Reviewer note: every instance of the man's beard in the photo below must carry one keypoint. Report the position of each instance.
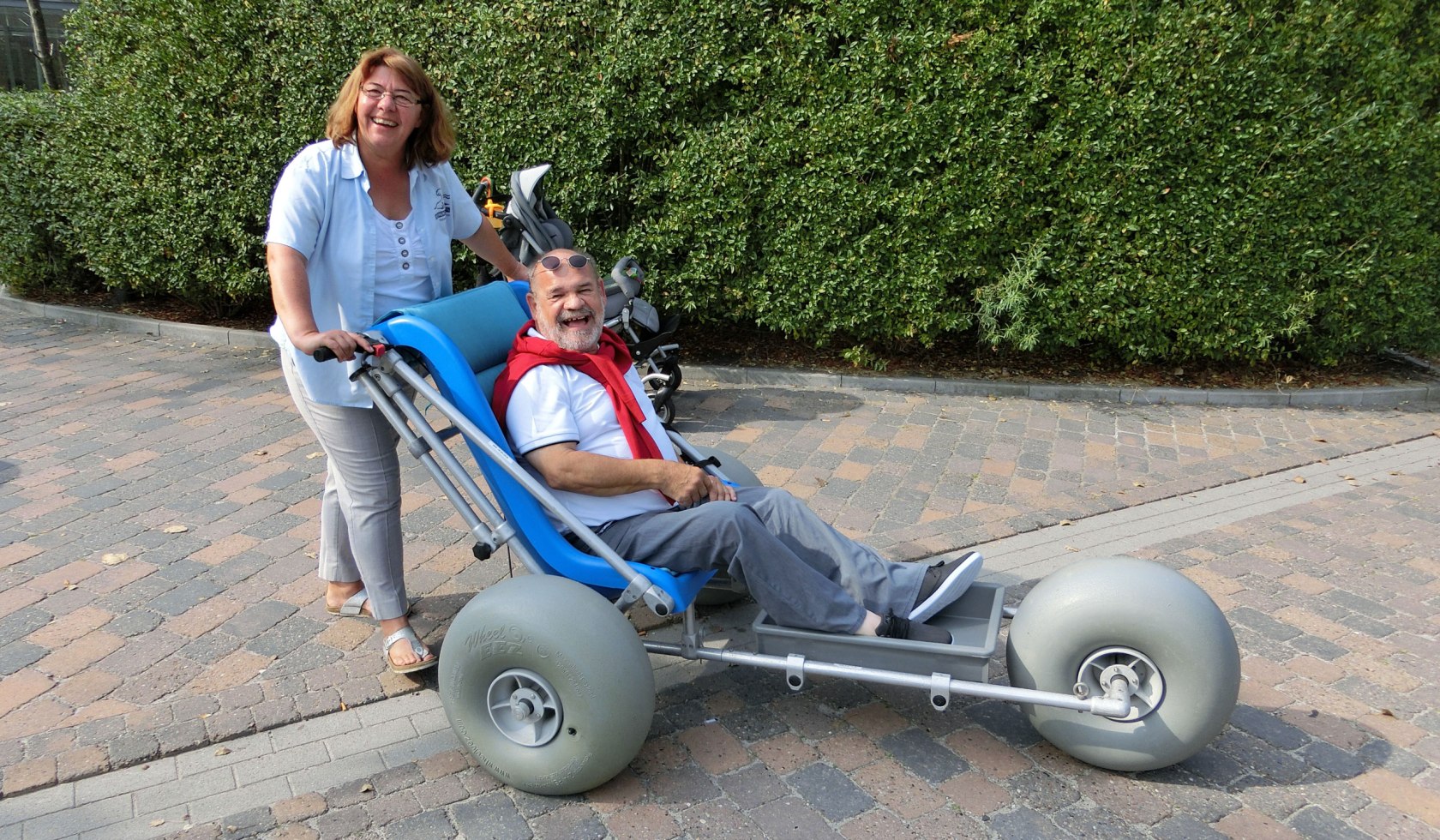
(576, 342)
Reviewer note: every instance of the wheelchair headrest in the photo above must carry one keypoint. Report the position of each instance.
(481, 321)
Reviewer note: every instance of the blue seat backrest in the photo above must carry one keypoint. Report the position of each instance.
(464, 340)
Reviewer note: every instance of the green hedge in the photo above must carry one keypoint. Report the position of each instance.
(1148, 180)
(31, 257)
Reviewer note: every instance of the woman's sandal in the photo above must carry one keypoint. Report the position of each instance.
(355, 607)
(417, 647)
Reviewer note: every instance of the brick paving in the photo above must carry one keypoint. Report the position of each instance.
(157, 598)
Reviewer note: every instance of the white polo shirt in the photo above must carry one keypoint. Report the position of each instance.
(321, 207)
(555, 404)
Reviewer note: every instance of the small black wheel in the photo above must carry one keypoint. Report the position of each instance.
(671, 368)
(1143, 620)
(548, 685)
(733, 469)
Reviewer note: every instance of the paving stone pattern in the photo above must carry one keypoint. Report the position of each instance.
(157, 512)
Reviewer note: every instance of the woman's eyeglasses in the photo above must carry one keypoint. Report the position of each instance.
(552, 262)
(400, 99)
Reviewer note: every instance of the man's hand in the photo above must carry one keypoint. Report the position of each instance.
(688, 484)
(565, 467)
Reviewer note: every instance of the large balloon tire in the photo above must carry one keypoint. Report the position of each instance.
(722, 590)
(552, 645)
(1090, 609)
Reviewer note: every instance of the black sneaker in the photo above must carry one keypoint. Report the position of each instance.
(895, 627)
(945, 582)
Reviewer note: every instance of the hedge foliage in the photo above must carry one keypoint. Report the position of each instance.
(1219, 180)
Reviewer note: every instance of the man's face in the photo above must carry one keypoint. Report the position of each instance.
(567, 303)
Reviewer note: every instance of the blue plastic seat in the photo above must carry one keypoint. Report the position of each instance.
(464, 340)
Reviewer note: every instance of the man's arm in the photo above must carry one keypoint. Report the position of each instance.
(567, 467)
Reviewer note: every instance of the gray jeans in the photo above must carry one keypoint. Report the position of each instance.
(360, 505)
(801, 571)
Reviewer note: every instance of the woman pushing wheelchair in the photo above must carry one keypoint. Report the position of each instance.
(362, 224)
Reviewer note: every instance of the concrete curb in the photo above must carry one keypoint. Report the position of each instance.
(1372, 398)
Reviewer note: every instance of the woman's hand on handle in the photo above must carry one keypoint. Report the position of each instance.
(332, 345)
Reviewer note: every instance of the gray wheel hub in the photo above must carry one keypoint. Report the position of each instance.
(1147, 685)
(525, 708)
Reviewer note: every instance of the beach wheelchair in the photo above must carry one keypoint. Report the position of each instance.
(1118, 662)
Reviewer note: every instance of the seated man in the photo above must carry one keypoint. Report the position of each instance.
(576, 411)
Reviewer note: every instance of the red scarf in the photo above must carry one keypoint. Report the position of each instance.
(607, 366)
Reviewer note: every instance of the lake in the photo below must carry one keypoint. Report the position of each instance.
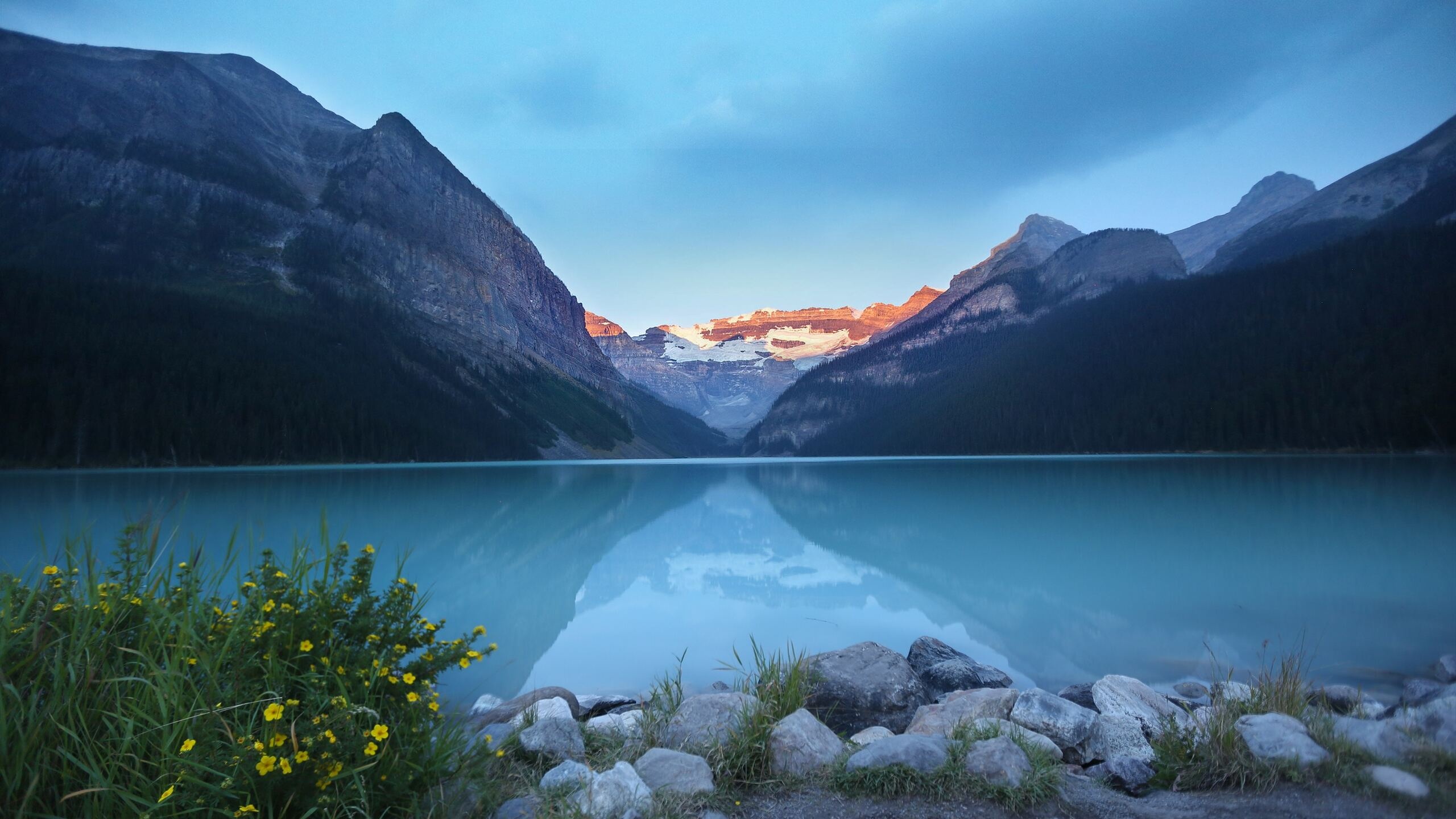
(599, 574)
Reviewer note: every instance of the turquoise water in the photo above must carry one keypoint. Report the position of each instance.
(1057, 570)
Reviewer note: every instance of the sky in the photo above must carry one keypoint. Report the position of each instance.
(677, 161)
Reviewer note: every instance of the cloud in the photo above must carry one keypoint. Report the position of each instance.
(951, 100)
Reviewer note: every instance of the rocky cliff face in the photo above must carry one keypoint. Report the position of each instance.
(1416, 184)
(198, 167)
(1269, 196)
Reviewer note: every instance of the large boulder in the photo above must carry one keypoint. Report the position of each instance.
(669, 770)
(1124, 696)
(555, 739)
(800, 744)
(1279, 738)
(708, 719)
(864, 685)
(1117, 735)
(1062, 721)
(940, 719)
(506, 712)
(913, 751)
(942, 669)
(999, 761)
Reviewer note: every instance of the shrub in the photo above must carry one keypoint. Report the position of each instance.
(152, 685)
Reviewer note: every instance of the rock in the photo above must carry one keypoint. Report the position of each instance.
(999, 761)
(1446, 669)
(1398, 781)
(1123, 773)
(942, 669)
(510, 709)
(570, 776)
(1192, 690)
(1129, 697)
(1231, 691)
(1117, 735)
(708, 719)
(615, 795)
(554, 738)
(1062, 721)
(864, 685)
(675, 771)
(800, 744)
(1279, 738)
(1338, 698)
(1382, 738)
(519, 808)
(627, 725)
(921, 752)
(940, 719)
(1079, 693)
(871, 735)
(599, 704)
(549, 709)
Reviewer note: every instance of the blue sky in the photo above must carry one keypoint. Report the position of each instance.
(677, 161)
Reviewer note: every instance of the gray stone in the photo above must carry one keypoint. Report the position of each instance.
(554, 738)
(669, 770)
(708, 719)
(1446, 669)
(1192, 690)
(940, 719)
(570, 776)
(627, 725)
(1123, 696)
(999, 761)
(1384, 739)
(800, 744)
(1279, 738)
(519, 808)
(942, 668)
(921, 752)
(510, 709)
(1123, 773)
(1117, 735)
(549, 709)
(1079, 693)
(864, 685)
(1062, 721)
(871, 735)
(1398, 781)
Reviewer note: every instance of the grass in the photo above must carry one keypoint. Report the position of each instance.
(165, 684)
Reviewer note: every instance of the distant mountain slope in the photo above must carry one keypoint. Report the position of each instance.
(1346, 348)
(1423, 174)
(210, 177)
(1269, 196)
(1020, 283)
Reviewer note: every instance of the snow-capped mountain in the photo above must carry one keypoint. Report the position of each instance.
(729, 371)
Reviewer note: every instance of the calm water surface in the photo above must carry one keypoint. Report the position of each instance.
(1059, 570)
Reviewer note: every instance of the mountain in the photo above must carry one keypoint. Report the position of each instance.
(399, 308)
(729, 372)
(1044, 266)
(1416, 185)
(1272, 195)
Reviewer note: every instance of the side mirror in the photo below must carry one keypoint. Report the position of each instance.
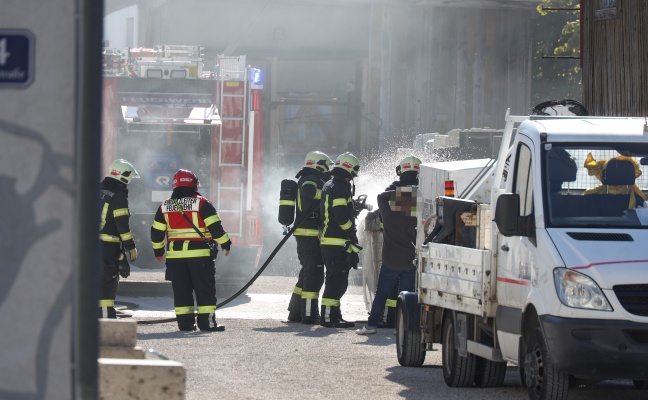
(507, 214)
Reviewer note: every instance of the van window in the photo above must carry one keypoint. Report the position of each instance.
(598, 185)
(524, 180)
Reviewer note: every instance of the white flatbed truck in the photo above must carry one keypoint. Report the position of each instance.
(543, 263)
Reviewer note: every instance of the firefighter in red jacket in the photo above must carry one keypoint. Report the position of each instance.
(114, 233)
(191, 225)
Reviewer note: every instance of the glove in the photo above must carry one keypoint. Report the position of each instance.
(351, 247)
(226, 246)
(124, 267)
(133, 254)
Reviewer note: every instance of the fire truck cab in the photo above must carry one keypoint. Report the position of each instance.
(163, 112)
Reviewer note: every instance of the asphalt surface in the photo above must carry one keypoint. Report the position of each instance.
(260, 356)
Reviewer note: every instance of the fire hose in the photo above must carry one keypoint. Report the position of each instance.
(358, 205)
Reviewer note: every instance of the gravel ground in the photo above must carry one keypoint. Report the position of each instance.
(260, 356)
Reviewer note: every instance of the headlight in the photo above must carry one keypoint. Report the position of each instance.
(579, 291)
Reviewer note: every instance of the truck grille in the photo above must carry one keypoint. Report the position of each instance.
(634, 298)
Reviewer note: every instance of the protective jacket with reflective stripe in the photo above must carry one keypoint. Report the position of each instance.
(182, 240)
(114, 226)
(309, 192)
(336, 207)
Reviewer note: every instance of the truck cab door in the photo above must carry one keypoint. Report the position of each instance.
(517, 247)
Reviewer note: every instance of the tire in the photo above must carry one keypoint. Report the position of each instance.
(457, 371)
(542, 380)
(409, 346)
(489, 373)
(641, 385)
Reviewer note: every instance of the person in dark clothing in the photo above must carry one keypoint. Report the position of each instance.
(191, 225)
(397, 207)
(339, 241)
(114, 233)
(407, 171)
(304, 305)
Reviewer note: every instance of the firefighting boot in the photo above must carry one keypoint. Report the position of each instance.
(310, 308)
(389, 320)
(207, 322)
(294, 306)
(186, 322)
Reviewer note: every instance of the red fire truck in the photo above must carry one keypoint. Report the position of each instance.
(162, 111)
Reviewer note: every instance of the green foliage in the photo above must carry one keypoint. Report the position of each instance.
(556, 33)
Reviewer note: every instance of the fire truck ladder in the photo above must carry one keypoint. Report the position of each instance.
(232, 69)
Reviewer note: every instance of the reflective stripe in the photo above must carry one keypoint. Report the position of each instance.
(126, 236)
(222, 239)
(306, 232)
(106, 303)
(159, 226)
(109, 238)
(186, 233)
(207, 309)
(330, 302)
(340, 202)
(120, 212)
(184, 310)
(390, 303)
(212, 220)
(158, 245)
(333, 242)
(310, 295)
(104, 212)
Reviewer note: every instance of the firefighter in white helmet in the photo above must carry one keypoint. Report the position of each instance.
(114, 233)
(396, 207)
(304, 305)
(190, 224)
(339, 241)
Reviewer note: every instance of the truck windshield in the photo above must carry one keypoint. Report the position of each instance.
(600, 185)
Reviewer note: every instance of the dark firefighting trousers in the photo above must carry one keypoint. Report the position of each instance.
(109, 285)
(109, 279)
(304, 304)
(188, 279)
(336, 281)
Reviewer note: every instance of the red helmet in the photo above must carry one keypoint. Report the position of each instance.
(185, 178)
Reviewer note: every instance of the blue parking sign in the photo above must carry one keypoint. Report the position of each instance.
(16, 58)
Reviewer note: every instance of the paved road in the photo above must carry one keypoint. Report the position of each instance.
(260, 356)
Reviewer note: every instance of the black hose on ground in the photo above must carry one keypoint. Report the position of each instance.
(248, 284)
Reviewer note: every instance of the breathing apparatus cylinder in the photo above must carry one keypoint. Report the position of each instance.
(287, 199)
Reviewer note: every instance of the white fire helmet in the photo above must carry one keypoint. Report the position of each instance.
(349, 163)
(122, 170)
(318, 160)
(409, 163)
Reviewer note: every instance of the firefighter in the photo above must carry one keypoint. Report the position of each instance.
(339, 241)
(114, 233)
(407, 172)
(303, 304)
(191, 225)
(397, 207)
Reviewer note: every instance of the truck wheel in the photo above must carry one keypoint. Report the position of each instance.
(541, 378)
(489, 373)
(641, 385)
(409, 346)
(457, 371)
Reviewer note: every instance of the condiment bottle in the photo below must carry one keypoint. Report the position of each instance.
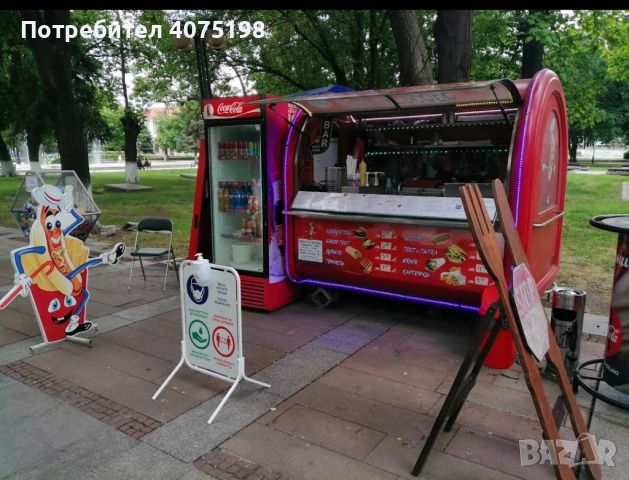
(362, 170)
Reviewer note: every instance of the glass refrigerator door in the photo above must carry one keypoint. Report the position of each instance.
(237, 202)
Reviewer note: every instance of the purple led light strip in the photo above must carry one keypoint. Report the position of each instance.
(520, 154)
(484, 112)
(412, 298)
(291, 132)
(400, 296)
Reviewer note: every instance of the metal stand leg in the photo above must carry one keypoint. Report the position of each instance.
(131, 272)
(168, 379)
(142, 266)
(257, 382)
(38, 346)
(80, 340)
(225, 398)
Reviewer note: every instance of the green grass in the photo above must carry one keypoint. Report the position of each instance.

### [Instructions for the task]
Reproduce the stretch of the listing from the line containing "Reviewer note: every instance of the hedge" through the line containing "(1118, 662)" as a numbered list, one entry per line, including both end lines and omitting blank lines.

### [Result]
1. Reviewer note: every instance of the hedge foliage in the photo above must carry one keypoint. Report the position of each instance.
2. (1219, 180)
3. Reviewer note: every instance of the man's face in the photo above must carry one keypoint. Report the position of each instance.
4. (567, 303)
5. Reviewer note: every instance of the blue plastic seat in the photo above must carry one keypoint. Report the position of each instance.
6. (464, 340)
7. Reviewer note: every instance of the man's arm in the photo above must carry one keypoint. Report the position of each instance.
8. (567, 467)
9. Reviewer note: every instance of the gray jeans in the photo above must carry one keypoint. Report the position of each instance.
10. (360, 505)
11. (801, 571)
12. Reviewer note: every instance of the woman pushing wheelchair in the photo above must carry one keypoint. Report the position of each instance.
13. (362, 224)
14. Reviewer note: every instance of the concrete curb in the photo above must carry one keypoint. Report the position of each instance.
15. (1372, 398)
16. Reviewer note: every instance of the woman's hand on handle in the photo above must carry one keypoint. Report the position of each instance.
17. (332, 345)
18. Reviewer note: every instance of the gray wheel hub in the photo above must carry one keypoint. Report the position of each instance.
19. (1147, 685)
20. (525, 708)
21. Reviewer note: every instance of the beach wheelchair in the photo above must carry one keypoint. Report the position of each instance.
22. (1118, 662)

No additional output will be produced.